Things to do:
(A) According to the news summary, who is widely expected to win Kenya's presidential election?
(B) Go on with the news summary, starting after its final sentence.

Iraqi militias were holding war games and the Trade Ministry said rations were being increased so civilians can stockpile three months' worth of food as combat with the US appeared more likely. On Christmas, for the second day in a row, President Saddam Hussein urged Iraqis in a televised speech to find within themselves "great confidence in faith combined with great national pride" to sacrifice "soul and life in defense of the nation."

Israeli troops and a curfew were both back in force in Bethlehem for "operational needs" after a Christmas respite. And fenced-in buffer zones were being set up around Jewish settlements elsewhere in the West Bank to keep would-be Palestinian attackers at bay. Meanwhile, Israeli Prime Minister Ariel Sharon told a Christmas campaign rally that peace with the Palestinians "is closer than it appears" and vowed he would not "allow this opportunity to slip through our fingers."

Voters go to the polls Friday to choose Kenya's first new president in a quarter-century, in an election almost certain to turn on the issues of corruption and the weak economy. It pits outgoing President Daniel arap Moi's hand-picked ruling party candidate Uhuru Kenyatta against two rivals, chiefly Mwai Kibaki, a former vice president and finance minister. Kibaki is widely expected to win.

Data records:
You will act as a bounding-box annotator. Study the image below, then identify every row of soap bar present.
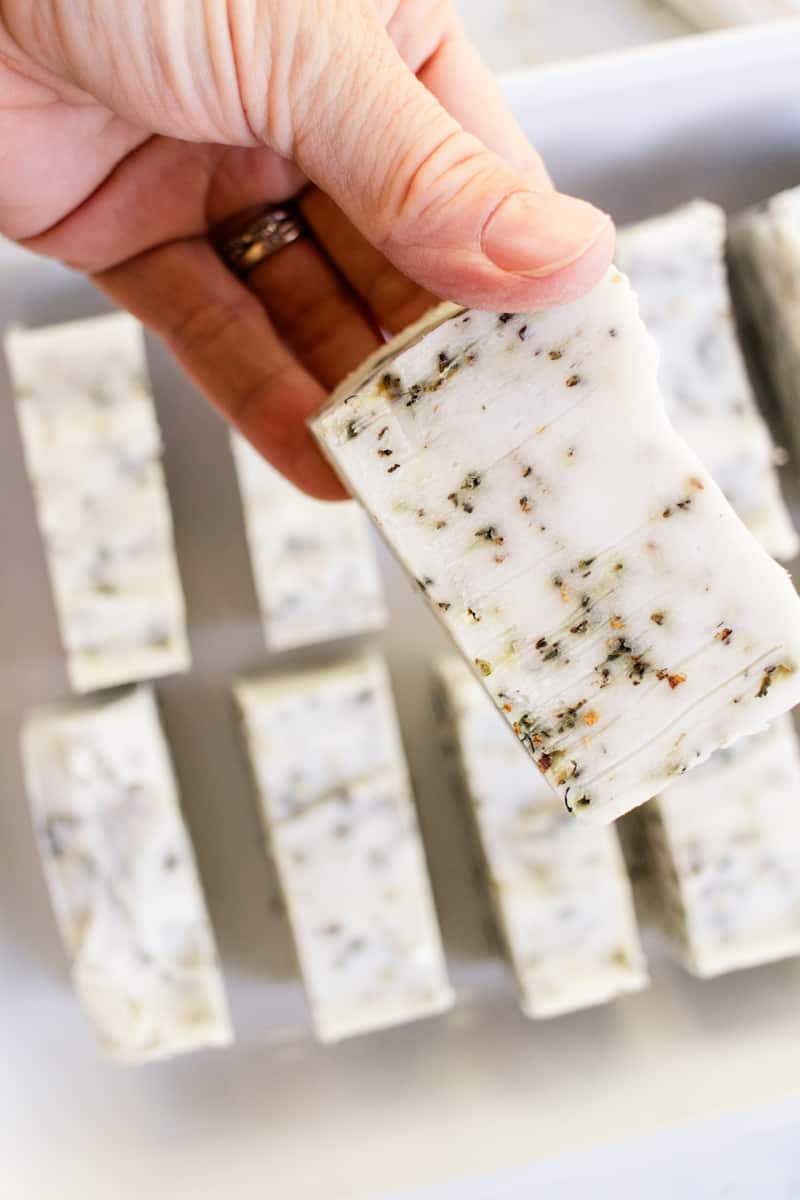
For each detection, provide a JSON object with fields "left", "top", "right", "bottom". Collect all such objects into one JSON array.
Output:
[
  {"left": 23, "top": 643, "right": 800, "bottom": 1061},
  {"left": 0, "top": 314, "right": 386, "bottom": 692},
  {"left": 312, "top": 204, "right": 800, "bottom": 822},
  {"left": 23, "top": 658, "right": 452, "bottom": 1061}
]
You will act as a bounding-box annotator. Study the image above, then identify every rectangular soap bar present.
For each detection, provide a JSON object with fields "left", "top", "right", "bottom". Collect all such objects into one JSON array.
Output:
[
  {"left": 313, "top": 269, "right": 800, "bottom": 822},
  {"left": 231, "top": 433, "right": 387, "bottom": 650},
  {"left": 667, "top": 0, "right": 800, "bottom": 29},
  {"left": 235, "top": 658, "right": 452, "bottom": 1042},
  {"left": 6, "top": 314, "right": 190, "bottom": 692},
  {"left": 616, "top": 200, "right": 800, "bottom": 559},
  {"left": 22, "top": 688, "right": 231, "bottom": 1062},
  {"left": 437, "top": 658, "right": 648, "bottom": 1018},
  {"left": 730, "top": 187, "right": 800, "bottom": 463},
  {"left": 642, "top": 716, "right": 800, "bottom": 977}
]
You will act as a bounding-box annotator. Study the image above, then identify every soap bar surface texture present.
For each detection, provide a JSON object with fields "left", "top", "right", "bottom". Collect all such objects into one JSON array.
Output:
[
  {"left": 6, "top": 313, "right": 190, "bottom": 692},
  {"left": 231, "top": 433, "right": 386, "bottom": 650},
  {"left": 22, "top": 688, "right": 231, "bottom": 1062},
  {"left": 643, "top": 718, "right": 800, "bottom": 977},
  {"left": 312, "top": 269, "right": 800, "bottom": 822},
  {"left": 235, "top": 658, "right": 452, "bottom": 1042},
  {"left": 616, "top": 200, "right": 798, "bottom": 560},
  {"left": 437, "top": 656, "right": 648, "bottom": 1018}
]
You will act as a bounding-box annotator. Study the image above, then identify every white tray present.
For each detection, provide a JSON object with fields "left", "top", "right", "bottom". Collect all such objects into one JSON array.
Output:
[{"left": 0, "top": 24, "right": 800, "bottom": 1200}]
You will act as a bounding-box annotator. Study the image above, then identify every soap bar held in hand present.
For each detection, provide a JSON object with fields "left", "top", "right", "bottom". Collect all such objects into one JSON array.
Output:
[{"left": 312, "top": 269, "right": 800, "bottom": 821}]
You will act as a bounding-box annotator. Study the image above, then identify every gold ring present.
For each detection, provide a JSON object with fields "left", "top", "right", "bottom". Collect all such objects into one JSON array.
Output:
[{"left": 212, "top": 204, "right": 308, "bottom": 280}]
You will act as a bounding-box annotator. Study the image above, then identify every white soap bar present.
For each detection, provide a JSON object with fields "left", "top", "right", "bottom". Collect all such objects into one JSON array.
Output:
[
  {"left": 6, "top": 314, "right": 190, "bottom": 692},
  {"left": 616, "top": 200, "right": 799, "bottom": 559},
  {"left": 667, "top": 0, "right": 800, "bottom": 29},
  {"left": 313, "top": 270, "right": 800, "bottom": 821},
  {"left": 22, "top": 688, "right": 231, "bottom": 1062},
  {"left": 642, "top": 716, "right": 800, "bottom": 977},
  {"left": 437, "top": 658, "right": 648, "bottom": 1018},
  {"left": 235, "top": 658, "right": 452, "bottom": 1042},
  {"left": 730, "top": 187, "right": 800, "bottom": 450},
  {"left": 231, "top": 434, "right": 386, "bottom": 650}
]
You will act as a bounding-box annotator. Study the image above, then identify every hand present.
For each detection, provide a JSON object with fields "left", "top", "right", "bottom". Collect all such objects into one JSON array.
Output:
[{"left": 0, "top": 0, "right": 613, "bottom": 498}]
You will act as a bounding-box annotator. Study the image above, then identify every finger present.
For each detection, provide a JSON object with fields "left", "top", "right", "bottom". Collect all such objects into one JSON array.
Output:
[
  {"left": 386, "top": 4, "right": 552, "bottom": 190},
  {"left": 25, "top": 137, "right": 303, "bottom": 272},
  {"left": 300, "top": 187, "right": 438, "bottom": 334},
  {"left": 296, "top": 4, "right": 613, "bottom": 310},
  {"left": 95, "top": 239, "right": 344, "bottom": 499}
]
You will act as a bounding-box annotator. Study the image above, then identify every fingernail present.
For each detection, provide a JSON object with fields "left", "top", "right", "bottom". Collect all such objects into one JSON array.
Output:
[{"left": 482, "top": 192, "right": 610, "bottom": 278}]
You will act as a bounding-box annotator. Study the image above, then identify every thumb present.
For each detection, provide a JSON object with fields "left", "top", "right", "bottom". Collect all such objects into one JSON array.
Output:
[{"left": 294, "top": 5, "right": 614, "bottom": 310}]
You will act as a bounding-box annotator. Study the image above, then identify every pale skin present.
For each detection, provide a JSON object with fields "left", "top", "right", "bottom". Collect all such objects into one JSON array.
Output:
[{"left": 0, "top": 0, "right": 614, "bottom": 499}]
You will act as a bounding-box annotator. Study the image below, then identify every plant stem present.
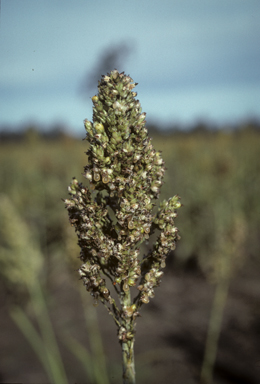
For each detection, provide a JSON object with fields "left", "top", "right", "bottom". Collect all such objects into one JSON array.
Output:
[
  {"left": 200, "top": 276, "right": 229, "bottom": 384},
  {"left": 121, "top": 289, "right": 135, "bottom": 384},
  {"left": 122, "top": 339, "right": 135, "bottom": 384}
]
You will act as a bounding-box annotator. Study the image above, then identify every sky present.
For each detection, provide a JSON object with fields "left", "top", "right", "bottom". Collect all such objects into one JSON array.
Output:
[{"left": 0, "top": 0, "right": 260, "bottom": 134}]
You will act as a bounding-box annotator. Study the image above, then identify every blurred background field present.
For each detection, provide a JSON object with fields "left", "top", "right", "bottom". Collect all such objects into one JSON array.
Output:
[{"left": 0, "top": 122, "right": 260, "bottom": 384}]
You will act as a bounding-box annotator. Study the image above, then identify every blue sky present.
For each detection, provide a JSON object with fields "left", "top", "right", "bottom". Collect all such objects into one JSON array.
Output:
[{"left": 0, "top": 0, "right": 260, "bottom": 134}]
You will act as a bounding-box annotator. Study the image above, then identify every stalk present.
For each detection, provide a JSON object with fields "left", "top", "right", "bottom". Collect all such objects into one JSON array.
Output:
[
  {"left": 64, "top": 70, "right": 181, "bottom": 384},
  {"left": 121, "top": 289, "right": 135, "bottom": 384},
  {"left": 200, "top": 277, "right": 229, "bottom": 384}
]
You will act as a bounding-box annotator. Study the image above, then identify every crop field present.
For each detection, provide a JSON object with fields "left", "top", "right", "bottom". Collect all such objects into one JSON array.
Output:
[{"left": 0, "top": 129, "right": 260, "bottom": 384}]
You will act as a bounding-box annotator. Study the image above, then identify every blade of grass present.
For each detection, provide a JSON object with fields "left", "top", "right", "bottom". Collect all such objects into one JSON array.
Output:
[
  {"left": 10, "top": 306, "right": 54, "bottom": 381},
  {"left": 28, "top": 283, "right": 68, "bottom": 384},
  {"left": 63, "top": 335, "right": 95, "bottom": 383}
]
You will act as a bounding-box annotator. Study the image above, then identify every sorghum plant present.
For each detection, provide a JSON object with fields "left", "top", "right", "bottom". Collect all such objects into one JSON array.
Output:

Response list:
(A) Mwai Kibaki, a former vice president and finance minister.

(B)
A Muslim cleric accused of inciting the murders of Christians was one of four suspects in police custody in rural Pakistan after a grenade attack on a Christmas church service that killed three people and hurt 13 others. Most of those attending the service were women and children. The assailants were dressed as women.

Despite a lack of solid financial backing, a $3.2 billion deal is expected to be signed today for a natural gas pipeline project that would bring an estimated 12,000 new jobs and hundreds of millions of dollars in revenues to war-torn Afghanistan. The conduit would be the largest development there since the fall of the Taliban regime. It would bring the gas to distributors in Pakistan from wells in the ex-Soviet republic of Turkmenistan.